> Exercice court A
Mettez à jour la liste placée après le texte en remplaçant « woman's face » par « man's face » sans rien modifier d'autre, et laissez les images hors de votre réponse.

> Texte donné

====================

Sylvie CHARDON a été Secrétaire départementale UA de la FEN 78 à partir de la rentrée 87, membre du Secrétariat national UA et de la rédaction de la Revue « Enjeux-Unité et Action », et au titre de sa tendance, membre du Bureau National de la FEN. Elle a participé à la création de la FSU, à l’écriture des statuts et a été la première Secrétaire départementale de la FSU 78.
Elle a été amenée à présenter l’histoire de la création de la FSU lors du stage départemental du 10 décembre à Trappes, intitulé : « Quelle organisation syndicale voulons-nous ? ».
Voici sa présentation :
Le syndicalisme a subi, tout au long de son histoire, plusieurs périodes de rupture puis de réunification, notamment :
• Celle de 47 qui a vu la création de la CGT-FO, avec l’aide financière des US, dans un contexte de guerre froide.

====================

> Exercice court B
Indiquez si chacune des affirmations suivantes est conforme au texte sur Sylvie Chardon, en répondant par oui ou non et en citant les mots du texte qui tranchent : (i) Sylvie Chardon a été la première Secrétaire départementale de la FSU 78 ; (ii) le stage départemental du 10 décembre a eu lieu à Versailles ; (iii) la CGT-FO a été créée en 47.

> Liste
====================

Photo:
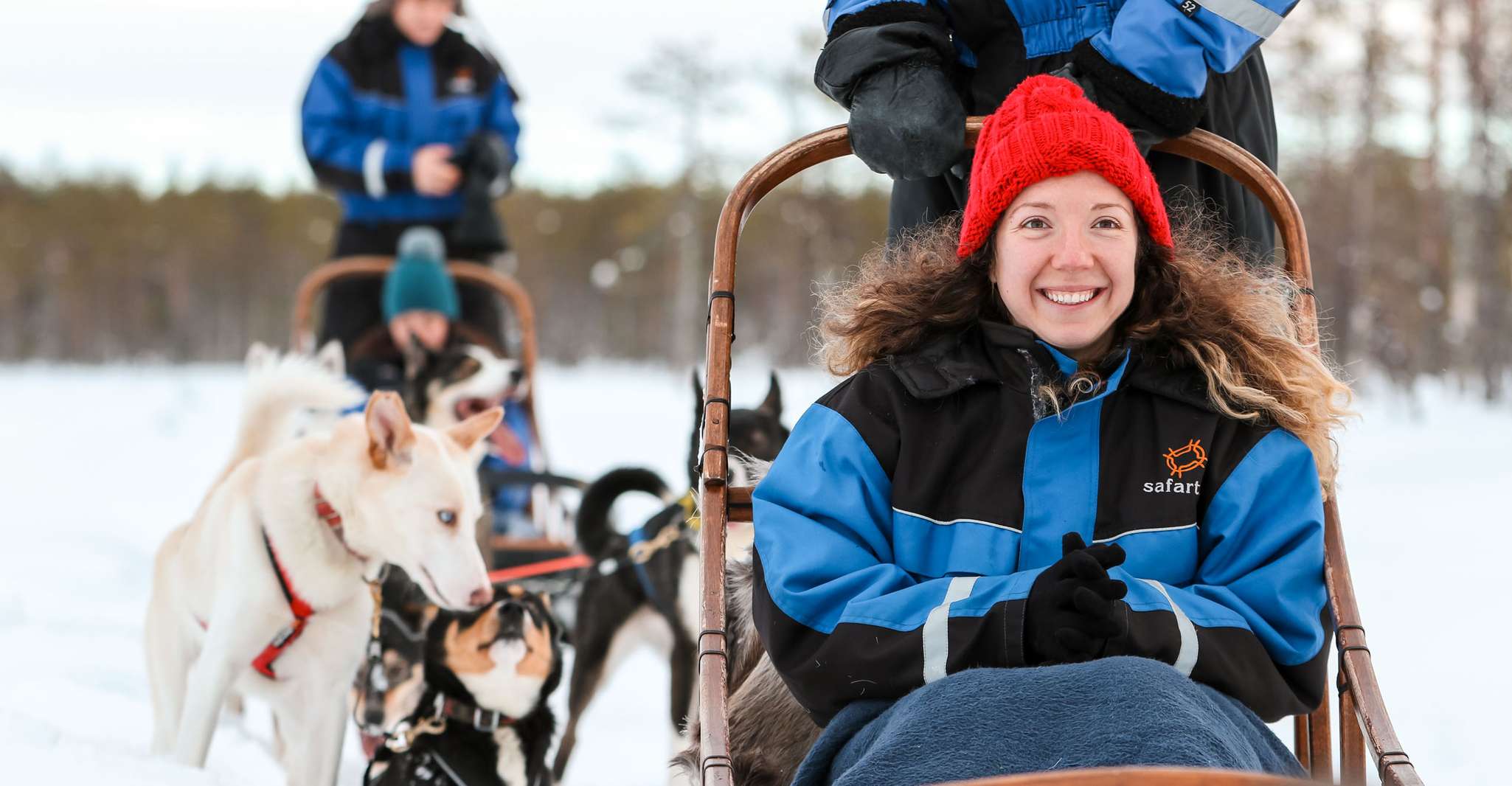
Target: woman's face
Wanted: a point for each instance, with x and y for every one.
(422, 21)
(429, 327)
(1065, 262)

====================

> Réponse complète A
Photo:
Target: man's face
Wanted: a point for each instance, with x and y for every one.
(422, 21)
(429, 327)
(1065, 262)

> Réponse complète B
(i) Oui : « a été la première Secrétaire départementale de la FSU 78 ».
(ii) Non : « lors du stage départemental du 10 décembre à Trappes ».
(iii) Oui : « Celle de 47 qui a vu la création de la CGT-FO ».